- **DIRECTIVE**: Begin at the line that contains "Target: cliff face" and stop after the line that contains "M288 143L288 151L282". Reproduce those lines of the data, substituting "Please" for "Kindly" and leaving everything else unchanged.

[Source data]
● ● ● ● ● ● ●

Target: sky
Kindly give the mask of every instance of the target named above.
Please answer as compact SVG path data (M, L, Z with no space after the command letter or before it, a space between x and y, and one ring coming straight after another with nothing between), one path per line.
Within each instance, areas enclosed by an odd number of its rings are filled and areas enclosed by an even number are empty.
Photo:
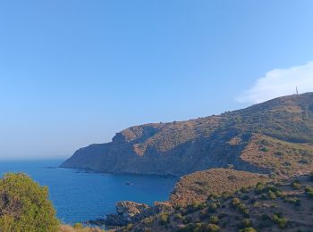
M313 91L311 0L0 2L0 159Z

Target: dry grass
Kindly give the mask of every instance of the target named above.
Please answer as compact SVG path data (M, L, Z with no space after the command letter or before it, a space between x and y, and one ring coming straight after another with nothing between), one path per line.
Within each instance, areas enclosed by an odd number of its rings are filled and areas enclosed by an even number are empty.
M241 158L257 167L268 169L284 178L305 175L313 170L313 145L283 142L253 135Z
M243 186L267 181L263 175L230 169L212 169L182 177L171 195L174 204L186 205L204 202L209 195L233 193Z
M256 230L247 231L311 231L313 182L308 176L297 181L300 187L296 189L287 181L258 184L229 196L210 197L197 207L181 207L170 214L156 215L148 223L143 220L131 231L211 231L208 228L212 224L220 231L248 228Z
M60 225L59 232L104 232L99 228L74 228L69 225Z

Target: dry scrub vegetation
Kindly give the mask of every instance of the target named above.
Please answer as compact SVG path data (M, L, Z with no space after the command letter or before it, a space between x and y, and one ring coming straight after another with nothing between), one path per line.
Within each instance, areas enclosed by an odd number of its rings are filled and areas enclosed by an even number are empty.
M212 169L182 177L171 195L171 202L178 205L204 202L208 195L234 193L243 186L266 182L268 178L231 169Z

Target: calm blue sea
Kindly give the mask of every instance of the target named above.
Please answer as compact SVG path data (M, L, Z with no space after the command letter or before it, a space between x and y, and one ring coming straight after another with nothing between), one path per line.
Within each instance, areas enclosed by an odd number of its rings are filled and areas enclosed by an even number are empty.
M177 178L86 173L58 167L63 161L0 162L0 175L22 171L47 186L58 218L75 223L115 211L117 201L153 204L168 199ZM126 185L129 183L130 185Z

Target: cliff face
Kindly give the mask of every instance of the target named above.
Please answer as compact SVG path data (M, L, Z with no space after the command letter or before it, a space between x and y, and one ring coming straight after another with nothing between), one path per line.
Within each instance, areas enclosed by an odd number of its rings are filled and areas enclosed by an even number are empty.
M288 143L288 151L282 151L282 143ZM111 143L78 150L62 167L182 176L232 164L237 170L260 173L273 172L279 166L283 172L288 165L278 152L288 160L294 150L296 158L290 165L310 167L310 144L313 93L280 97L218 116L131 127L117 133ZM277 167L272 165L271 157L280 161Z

● ● ● ● ● ● ●

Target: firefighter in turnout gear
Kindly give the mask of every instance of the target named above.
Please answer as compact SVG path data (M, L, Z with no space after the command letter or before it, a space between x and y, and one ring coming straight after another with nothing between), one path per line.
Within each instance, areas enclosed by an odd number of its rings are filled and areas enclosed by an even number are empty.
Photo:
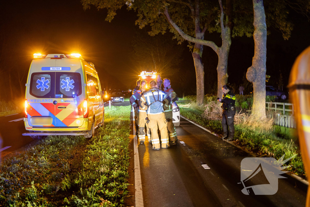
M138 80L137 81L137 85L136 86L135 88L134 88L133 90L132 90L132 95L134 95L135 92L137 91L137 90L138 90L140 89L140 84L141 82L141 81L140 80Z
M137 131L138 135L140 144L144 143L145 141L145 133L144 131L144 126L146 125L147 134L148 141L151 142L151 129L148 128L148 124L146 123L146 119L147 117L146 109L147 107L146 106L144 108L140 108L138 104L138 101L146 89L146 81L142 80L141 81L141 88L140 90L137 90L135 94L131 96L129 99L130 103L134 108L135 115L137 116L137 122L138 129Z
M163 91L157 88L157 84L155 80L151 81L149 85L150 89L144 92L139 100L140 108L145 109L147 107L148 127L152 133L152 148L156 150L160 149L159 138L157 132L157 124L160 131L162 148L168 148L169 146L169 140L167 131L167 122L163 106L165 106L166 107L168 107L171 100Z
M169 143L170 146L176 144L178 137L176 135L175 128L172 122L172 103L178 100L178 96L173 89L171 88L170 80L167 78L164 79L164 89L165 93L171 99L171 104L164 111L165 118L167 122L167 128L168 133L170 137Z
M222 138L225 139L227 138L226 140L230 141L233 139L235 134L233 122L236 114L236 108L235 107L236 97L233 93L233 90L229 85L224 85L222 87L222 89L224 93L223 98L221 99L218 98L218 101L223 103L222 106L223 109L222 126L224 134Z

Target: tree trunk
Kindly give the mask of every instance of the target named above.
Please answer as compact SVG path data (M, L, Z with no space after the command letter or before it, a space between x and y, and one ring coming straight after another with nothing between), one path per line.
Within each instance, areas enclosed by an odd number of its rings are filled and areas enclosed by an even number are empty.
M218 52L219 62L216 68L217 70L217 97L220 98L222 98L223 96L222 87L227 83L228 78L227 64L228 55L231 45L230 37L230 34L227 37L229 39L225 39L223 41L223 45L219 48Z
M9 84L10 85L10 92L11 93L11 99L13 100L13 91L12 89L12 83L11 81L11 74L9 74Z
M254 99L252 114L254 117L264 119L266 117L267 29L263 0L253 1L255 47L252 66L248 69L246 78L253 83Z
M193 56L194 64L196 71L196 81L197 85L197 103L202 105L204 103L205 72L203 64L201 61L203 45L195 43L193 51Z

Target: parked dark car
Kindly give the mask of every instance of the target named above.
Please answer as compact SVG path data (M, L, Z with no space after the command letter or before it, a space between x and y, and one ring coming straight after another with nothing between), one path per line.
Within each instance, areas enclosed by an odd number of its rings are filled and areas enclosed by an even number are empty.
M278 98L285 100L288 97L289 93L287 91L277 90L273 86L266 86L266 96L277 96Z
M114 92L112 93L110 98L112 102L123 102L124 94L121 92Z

● ● ● ● ● ● ●

- **EXERCISE OUTPUT**:
Target: cliff face
Please give the mask of every instance of the target named above.
Please answer as compact SVG path data (M, L, Z with no space after the command letter or before it, a space between x and y, and one ring coming straight after another with nothing between), one path per line.
Within each instance, areas enclosed by an odd number of its rings are filled and areas enclosed by an even number are empty.
M288 143L288 151L282 151L282 143ZM111 143L78 150L62 167L182 176L232 164L237 170L260 173L273 172L279 166L283 172L288 165L278 152L288 160L294 150L296 158L290 165L310 167L310 144L313 93L280 97L218 116L131 127L117 133ZM277 167L272 165L271 157L280 161Z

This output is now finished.